*** Block opens ***

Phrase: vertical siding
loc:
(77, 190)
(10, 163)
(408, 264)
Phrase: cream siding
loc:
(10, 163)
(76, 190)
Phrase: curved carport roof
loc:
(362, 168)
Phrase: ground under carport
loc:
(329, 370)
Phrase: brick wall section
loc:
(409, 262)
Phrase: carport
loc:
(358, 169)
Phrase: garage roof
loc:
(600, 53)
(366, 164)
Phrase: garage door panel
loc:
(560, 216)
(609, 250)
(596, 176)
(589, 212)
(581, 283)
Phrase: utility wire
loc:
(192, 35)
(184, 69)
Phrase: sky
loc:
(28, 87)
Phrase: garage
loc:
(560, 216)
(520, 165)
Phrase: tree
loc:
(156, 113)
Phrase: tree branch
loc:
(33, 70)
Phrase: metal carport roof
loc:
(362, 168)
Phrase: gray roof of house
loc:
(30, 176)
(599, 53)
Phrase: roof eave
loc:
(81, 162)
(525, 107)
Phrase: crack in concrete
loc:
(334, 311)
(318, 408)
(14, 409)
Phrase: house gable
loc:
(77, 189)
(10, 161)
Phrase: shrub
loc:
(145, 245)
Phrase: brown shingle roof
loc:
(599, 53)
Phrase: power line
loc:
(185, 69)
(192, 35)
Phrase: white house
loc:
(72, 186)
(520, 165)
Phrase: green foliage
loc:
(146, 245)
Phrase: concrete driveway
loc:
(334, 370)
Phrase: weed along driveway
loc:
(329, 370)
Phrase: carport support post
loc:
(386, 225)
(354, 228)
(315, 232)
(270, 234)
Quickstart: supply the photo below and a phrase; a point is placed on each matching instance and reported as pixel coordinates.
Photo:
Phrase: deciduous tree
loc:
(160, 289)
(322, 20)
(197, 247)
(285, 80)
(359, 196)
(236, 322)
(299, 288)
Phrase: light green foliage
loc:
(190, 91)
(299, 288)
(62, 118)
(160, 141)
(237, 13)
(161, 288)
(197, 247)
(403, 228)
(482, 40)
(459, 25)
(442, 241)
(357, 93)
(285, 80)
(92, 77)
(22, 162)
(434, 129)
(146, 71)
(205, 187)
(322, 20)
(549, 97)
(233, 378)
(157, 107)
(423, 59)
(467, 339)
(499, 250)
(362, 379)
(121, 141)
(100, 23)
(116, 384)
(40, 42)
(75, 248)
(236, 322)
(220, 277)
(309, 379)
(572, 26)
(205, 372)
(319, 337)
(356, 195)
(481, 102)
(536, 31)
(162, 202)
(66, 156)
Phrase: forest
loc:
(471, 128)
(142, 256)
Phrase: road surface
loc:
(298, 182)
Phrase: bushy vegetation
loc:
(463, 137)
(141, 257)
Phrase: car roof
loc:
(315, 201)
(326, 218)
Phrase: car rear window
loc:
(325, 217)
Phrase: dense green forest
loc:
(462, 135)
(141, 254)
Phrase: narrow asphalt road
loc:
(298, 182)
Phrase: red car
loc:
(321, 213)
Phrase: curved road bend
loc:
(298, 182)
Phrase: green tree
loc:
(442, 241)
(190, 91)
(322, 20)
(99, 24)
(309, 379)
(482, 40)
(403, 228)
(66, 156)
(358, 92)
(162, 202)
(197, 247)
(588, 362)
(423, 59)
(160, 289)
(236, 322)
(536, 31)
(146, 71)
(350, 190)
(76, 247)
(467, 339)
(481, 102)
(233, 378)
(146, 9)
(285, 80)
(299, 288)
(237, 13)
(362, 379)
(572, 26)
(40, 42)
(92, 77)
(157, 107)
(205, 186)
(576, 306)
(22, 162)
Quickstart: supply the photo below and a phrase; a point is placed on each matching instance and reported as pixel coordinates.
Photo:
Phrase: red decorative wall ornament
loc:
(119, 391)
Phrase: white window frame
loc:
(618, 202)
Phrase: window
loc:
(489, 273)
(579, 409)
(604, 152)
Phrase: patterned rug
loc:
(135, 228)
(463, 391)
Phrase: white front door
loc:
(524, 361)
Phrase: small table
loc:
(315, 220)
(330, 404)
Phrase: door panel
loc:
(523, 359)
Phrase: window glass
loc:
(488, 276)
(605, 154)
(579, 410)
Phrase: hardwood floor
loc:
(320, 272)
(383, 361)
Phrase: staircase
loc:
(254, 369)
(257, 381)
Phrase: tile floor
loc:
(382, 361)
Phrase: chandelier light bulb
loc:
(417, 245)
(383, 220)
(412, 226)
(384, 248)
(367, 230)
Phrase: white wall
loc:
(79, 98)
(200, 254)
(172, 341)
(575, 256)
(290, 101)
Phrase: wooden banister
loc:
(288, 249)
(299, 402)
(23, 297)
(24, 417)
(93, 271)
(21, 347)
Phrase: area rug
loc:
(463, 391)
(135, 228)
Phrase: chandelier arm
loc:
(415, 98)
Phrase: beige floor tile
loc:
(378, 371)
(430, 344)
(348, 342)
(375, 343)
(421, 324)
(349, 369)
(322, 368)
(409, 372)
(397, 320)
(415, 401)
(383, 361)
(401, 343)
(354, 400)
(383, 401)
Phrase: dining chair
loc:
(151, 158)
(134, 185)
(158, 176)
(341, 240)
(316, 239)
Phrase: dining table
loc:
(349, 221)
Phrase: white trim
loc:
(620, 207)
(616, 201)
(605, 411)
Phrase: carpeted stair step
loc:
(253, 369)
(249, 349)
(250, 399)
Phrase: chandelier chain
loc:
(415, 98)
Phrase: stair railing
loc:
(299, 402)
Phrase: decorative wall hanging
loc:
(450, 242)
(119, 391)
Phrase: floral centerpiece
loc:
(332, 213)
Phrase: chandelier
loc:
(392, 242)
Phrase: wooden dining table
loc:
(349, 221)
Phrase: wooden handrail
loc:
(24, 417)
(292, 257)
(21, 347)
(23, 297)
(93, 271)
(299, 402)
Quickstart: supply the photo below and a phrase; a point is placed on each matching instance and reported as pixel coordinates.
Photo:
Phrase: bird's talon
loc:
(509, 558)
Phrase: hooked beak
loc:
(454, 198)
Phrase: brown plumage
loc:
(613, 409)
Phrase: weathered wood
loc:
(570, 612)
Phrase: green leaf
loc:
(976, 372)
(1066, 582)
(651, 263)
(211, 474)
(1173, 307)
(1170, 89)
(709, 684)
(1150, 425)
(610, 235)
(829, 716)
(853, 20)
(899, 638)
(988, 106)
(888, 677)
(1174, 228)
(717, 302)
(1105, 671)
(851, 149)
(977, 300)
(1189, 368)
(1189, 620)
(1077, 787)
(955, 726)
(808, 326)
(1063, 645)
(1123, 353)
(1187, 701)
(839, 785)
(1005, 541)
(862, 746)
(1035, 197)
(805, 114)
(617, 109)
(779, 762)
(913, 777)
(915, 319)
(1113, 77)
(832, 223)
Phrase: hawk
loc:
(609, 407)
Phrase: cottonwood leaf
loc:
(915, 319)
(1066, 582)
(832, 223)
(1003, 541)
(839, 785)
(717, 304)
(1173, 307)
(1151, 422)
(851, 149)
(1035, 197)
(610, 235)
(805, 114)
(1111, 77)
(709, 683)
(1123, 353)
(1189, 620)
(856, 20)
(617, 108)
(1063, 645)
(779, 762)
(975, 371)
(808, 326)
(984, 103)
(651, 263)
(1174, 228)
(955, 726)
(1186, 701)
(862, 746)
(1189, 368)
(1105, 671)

*** Block closes ***

Write out the records once more, precisely as they stand.

Phrase: vertical siding
loc:
(77, 190)
(10, 163)
(408, 264)
Phrase: cream siding
loc:
(10, 163)
(76, 190)
Phrase: curved carport roof
loc:
(362, 168)
Phrase: ground under carport
loc:
(329, 370)
Phrase: brick wall section
loc:
(409, 262)
Phrase: carport
loc:
(358, 169)
Phrase: garage roof
loc:
(600, 53)
(366, 164)
Phrase: garage door panel
loc:
(560, 216)
(609, 250)
(596, 176)
(589, 212)
(581, 283)
Phrase: utility wire
loc:
(192, 35)
(184, 69)
Phrase: sky
loc:
(28, 87)
Phrase: garage
loc:
(560, 216)
(520, 165)
Phrase: tree
loc:
(156, 113)
Phrase: tree branch
loc:
(33, 70)
Phrase: metal carport roof
loc:
(362, 168)
Phrase: gray roof of house
loc:
(30, 176)
(599, 53)
Phrase: roof eave
loc:
(81, 162)
(525, 107)
Phrase: crack in concrete
loc:
(334, 311)
(318, 408)
(14, 409)
Phrase: house gable
loc:
(77, 189)
(10, 161)
Phrase: shrub
loc:
(145, 245)
Phrase: brown shingle roof
loc:
(599, 53)
Phrase: power line
loc:
(185, 69)
(192, 35)
Phrase: white house
loc:
(72, 186)
(520, 165)
Phrase: green foliage
loc:
(146, 245)
Phrase: concrete driveway
loc:
(334, 370)
Phrase: weed along driveway
loc:
(329, 370)
Phrase: carport support post
loc:
(386, 225)
(354, 228)
(315, 232)
(270, 234)
Quickstart: supply the photo below and a phrase; a point is placed on each matching instance and reported as pixel coordinates.
Photo:
Phrase: deciduous tree
loc:
(160, 289)
(322, 20)
(197, 247)
(285, 80)
(359, 196)
(236, 322)
(299, 288)
Phrase: light green foliage
loc:
(190, 91)
(299, 288)
(62, 118)
(160, 141)
(237, 13)
(161, 288)
(197, 247)
(403, 228)
(482, 40)
(459, 25)
(442, 241)
(357, 93)
(285, 80)
(92, 77)
(22, 162)
(434, 129)
(146, 71)
(205, 187)
(322, 20)
(549, 97)
(233, 378)
(157, 107)
(423, 59)
(467, 339)
(499, 250)
(362, 379)
(121, 141)
(100, 23)
(116, 384)
(40, 42)
(75, 248)
(236, 322)
(220, 277)
(309, 379)
(572, 26)
(205, 372)
(319, 337)
(356, 195)
(481, 102)
(536, 31)
(162, 202)
(66, 156)
Phrase: forest
loc:
(471, 128)
(142, 256)
Phrase: road surface
loc:
(298, 182)
Phrase: bushy vegetation
loc:
(463, 137)
(141, 257)
Phrase: car roof
loc:
(315, 201)
(326, 218)
Phrase: car rear window
loc:
(325, 217)
Phrase: dense green forest
loc:
(462, 135)
(141, 254)
Phrase: narrow asphalt road
loc:
(298, 182)
Phrase: red car
loc:
(321, 213)
Phrase: curved road bend
loc:
(298, 182)
Phrase: green tree
loc:
(442, 241)
(190, 91)
(322, 20)
(99, 24)
(309, 379)
(482, 40)
(403, 228)
(66, 156)
(358, 92)
(162, 202)
(197, 247)
(588, 362)
(423, 59)
(160, 289)
(236, 322)
(536, 31)
(146, 71)
(350, 190)
(76, 247)
(467, 339)
(481, 102)
(233, 378)
(146, 9)
(285, 80)
(299, 288)
(237, 13)
(362, 379)
(572, 26)
(40, 42)
(92, 77)
(157, 107)
(205, 186)
(576, 306)
(22, 162)
Quickstart: supply the photo below and a phrase; a point is placed on each matching instance and reported as pixel coordinates.
Photo:
Phrase: red decorative wall ornament
loc:
(119, 391)
Phrase: white window frame
loc:
(618, 202)
Phrase: window
loc:
(489, 273)
(579, 409)
(604, 152)
Phrase: patterned rug
loc:
(135, 228)
(463, 391)
Phrase: white front door
loc:
(524, 361)
Phrase: small table
loc:
(315, 220)
(330, 404)
Phrase: door panel
loc:
(523, 359)
Phrase: window glass
loc:
(488, 276)
(605, 154)
(579, 410)
Phrase: hardwood floor
loc:
(320, 272)
(383, 361)
Phrase: staircase
loc:
(254, 369)
(257, 381)
Phrase: tile floor
loc:
(382, 361)
Phrase: chandelier light bulb
loc:
(417, 245)
(383, 220)
(412, 226)
(384, 248)
(367, 230)
Phrase: white wall
loc:
(79, 98)
(200, 254)
(172, 341)
(575, 256)
(290, 101)
Phrase: wooden banister
loc:
(288, 249)
(299, 402)
(23, 297)
(24, 417)
(93, 271)
(21, 347)
Phrase: area rug
loc:
(463, 391)
(135, 228)
Phrase: chandelier arm
loc:
(415, 98)
Phrase: beige floor tile
loc:
(378, 371)
(430, 344)
(348, 342)
(375, 343)
(421, 324)
(349, 369)
(322, 368)
(409, 372)
(397, 320)
(415, 401)
(383, 361)
(401, 343)
(354, 400)
(383, 401)
Phrase: dining chair
loc:
(151, 158)
(134, 185)
(158, 176)
(341, 240)
(316, 239)
Phrase: dining table
loc:
(349, 221)
Phrase: white trim
loc:
(620, 207)
(616, 201)
(605, 411)
Phrase: carpeted stair step
loc:
(253, 369)
(249, 349)
(250, 399)
Phrase: chandelier chain
loc:
(415, 98)
Phrase: stair railing
loc:
(299, 402)
Phrase: decorative wall hanging
loc:
(450, 242)
(119, 391)
Phrase: floral centerpiece
loc:
(332, 213)
Phrase: chandelier
loc:
(392, 242)
Phrase: wooden dining table
loc:
(349, 221)
Phrase: wooden handrail
loc:
(24, 417)
(292, 257)
(21, 347)
(23, 297)
(93, 271)
(299, 402)
Quickstart: supply the photo below and a phrase; a point is placed on each matching instance and reported as pixel coordinates.
Photo:
Phrase: bird's talon
loc:
(509, 558)
Phrase: hooked beak
loc:
(454, 198)
Phrase: brown plumage
loc:
(613, 409)
Phrase: weathered wood
loc:
(570, 612)
Phrase: green leaf
loc:
(976, 372)
(1066, 582)
(651, 263)
(211, 474)
(1173, 307)
(1170, 89)
(709, 684)
(1150, 425)
(610, 235)
(829, 716)
(853, 20)
(899, 638)
(988, 106)
(888, 677)
(1174, 228)
(717, 302)
(1105, 671)
(851, 149)
(977, 300)
(1189, 368)
(1189, 620)
(1077, 787)
(955, 726)
(808, 326)
(1063, 645)
(1123, 353)
(1187, 701)
(839, 785)
(1005, 541)
(862, 746)
(1035, 197)
(805, 114)
(617, 109)
(779, 762)
(913, 777)
(915, 319)
(1113, 77)
(832, 223)
Phrase: hawk
loc:
(609, 407)
Phrase: cottonwood leaf
loc:
(915, 319)
(1066, 582)
(832, 223)
(1003, 541)
(839, 785)
(717, 304)
(1173, 307)
(1151, 422)
(851, 149)
(1035, 197)
(610, 235)
(805, 114)
(1111, 77)
(709, 683)
(1123, 353)
(1189, 620)
(856, 20)
(617, 108)
(1063, 645)
(779, 762)
(975, 371)
(808, 326)
(984, 103)
(651, 263)
(1174, 228)
(955, 726)
(1186, 701)
(862, 746)
(1189, 368)
(1105, 671)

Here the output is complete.